#### [What you will do]
When the line containing "Drop a marker on the black" is reached, copy it and each subsequent line of the material below exactly, through the last line.

#### [Input records]
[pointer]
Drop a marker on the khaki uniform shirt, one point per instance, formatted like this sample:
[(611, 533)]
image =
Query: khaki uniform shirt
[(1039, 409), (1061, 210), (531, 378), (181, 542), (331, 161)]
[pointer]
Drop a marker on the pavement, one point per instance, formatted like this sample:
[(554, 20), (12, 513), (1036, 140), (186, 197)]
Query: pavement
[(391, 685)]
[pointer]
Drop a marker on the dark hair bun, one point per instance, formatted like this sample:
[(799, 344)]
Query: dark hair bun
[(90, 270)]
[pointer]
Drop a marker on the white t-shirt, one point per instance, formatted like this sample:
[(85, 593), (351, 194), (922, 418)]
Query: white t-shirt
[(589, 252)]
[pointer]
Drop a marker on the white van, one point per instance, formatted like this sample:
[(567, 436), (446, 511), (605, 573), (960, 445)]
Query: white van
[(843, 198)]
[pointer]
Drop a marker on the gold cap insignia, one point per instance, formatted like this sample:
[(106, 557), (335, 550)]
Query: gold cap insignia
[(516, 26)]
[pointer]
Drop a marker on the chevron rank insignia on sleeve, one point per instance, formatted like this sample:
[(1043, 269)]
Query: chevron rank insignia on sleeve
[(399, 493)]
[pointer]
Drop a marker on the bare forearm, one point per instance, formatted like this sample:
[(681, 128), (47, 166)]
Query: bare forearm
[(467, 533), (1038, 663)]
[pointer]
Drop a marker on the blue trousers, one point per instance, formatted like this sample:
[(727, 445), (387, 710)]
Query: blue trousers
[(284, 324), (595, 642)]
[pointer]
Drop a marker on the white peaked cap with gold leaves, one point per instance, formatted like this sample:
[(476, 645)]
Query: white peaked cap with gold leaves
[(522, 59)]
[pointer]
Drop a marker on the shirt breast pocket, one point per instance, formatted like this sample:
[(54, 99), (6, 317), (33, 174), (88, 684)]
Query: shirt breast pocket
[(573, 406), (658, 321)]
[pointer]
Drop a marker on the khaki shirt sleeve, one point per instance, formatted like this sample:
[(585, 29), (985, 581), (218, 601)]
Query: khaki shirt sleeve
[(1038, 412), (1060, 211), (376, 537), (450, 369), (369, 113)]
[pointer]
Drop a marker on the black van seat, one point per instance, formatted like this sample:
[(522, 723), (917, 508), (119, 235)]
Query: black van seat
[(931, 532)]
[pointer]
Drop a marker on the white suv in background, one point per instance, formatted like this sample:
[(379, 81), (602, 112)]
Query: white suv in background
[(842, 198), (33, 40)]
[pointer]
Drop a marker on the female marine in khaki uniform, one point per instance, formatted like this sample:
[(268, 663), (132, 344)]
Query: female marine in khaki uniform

#### [Task solution]
Drop a marker on the black van seat, one point per instance, formatted like this sample:
[(522, 723), (917, 508), (119, 235)]
Query: black van seat
[(931, 532)]
[pointer]
Drop a marker on the white suv in background, one point per instance, formatted like this sample:
[(379, 81), (602, 112)]
Query: white suv in background
[(842, 198), (33, 40)]
[pointer]
Drop a marker on the female marine in khaki uniform, one point per instance, formatted like this sample:
[(268, 663), (132, 344)]
Query: female marine in khaki uniform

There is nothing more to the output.